- Opening Delimiter -

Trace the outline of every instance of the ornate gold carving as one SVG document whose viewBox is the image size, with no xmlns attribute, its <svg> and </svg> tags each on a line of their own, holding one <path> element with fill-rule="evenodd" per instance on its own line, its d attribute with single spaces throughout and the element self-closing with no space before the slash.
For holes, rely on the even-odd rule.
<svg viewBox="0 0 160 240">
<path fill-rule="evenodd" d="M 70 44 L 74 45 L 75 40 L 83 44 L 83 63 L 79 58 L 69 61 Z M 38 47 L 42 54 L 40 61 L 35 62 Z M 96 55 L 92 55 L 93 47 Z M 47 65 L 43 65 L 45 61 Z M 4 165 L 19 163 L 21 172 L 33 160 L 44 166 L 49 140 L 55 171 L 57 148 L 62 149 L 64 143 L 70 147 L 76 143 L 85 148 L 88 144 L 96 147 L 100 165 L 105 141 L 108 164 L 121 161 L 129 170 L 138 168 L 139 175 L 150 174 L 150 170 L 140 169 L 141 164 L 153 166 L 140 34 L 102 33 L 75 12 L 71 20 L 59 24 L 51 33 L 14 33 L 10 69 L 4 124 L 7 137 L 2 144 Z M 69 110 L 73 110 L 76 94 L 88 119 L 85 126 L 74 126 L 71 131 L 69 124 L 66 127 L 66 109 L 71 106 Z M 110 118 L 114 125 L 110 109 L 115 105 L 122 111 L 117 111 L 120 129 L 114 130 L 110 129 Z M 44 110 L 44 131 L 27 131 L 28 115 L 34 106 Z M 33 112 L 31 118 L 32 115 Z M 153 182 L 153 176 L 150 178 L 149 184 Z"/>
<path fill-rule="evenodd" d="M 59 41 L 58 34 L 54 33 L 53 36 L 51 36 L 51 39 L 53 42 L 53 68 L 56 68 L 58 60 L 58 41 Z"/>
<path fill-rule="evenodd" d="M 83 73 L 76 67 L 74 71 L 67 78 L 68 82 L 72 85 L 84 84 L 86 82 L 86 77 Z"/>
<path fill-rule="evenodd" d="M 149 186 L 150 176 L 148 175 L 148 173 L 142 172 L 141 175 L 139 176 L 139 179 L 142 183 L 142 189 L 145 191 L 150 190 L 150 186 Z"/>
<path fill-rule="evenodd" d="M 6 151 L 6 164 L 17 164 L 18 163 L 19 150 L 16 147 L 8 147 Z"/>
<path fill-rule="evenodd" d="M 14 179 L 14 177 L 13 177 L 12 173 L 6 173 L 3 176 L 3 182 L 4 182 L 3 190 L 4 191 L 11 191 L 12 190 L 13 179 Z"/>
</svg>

- Closing Delimiter -

**Task directions:** Please transcribe the material above in full, keeping every character intact.

**Written answer:**
Trace the outline of every instance of the ornate gold carving as one SVG document whose viewBox is the image size, with no xmlns attribute, its <svg> and </svg> tags each on a line of their own, holding one <path> element with fill-rule="evenodd" per instance on its own line, its d attribute with single spaces throughout and the element self-closing with no space before the slash.
For holes, rely on the even-odd rule.
<svg viewBox="0 0 160 240">
<path fill-rule="evenodd" d="M 70 44 L 74 45 L 75 40 L 83 44 L 83 63 L 79 58 L 69 61 Z M 38 47 L 42 54 L 40 61 L 35 62 Z M 96 55 L 92 55 L 93 47 Z M 47 65 L 43 65 L 45 61 Z M 4 165 L 19 163 L 21 172 L 33 160 L 44 166 L 49 140 L 55 171 L 57 148 L 62 149 L 64 143 L 70 147 L 76 143 L 85 148 L 88 144 L 96 147 L 100 165 L 105 141 L 108 164 L 121 161 L 129 170 L 138 168 L 139 175 L 150 174 L 150 170 L 140 169 L 141 164 L 153 166 L 140 34 L 102 33 L 75 12 L 71 20 L 59 24 L 51 33 L 14 33 L 10 69 L 4 124 L 7 137 L 2 144 Z M 69 110 L 73 110 L 76 94 L 88 119 L 85 126 L 74 126 L 71 131 L 69 124 L 66 127 L 66 109 L 71 106 Z M 110 118 L 114 125 L 110 109 L 115 105 L 122 111 L 117 111 L 120 129 L 114 130 L 110 129 Z M 44 110 L 44 131 L 27 131 L 28 115 L 34 106 Z M 33 112 L 31 118 L 32 115 Z M 153 182 L 153 176 L 150 178 L 149 184 Z"/>
<path fill-rule="evenodd" d="M 59 41 L 58 34 L 54 33 L 53 36 L 51 36 L 51 39 L 53 42 L 53 68 L 56 68 L 58 60 L 58 41 Z"/>
<path fill-rule="evenodd" d="M 83 73 L 76 67 L 74 71 L 67 78 L 68 82 L 72 85 L 84 84 L 86 82 L 86 77 Z"/>
<path fill-rule="evenodd" d="M 149 186 L 150 176 L 148 175 L 148 173 L 142 172 L 141 175 L 139 176 L 139 179 L 142 183 L 142 189 L 145 191 L 150 190 L 150 186 Z"/>
<path fill-rule="evenodd" d="M 6 151 L 6 164 L 17 164 L 18 163 L 19 150 L 16 147 L 8 147 Z"/>
<path fill-rule="evenodd" d="M 14 179 L 14 177 L 13 177 L 12 173 L 6 173 L 3 176 L 3 182 L 4 182 L 3 190 L 4 191 L 11 191 L 12 190 L 13 179 Z"/>
</svg>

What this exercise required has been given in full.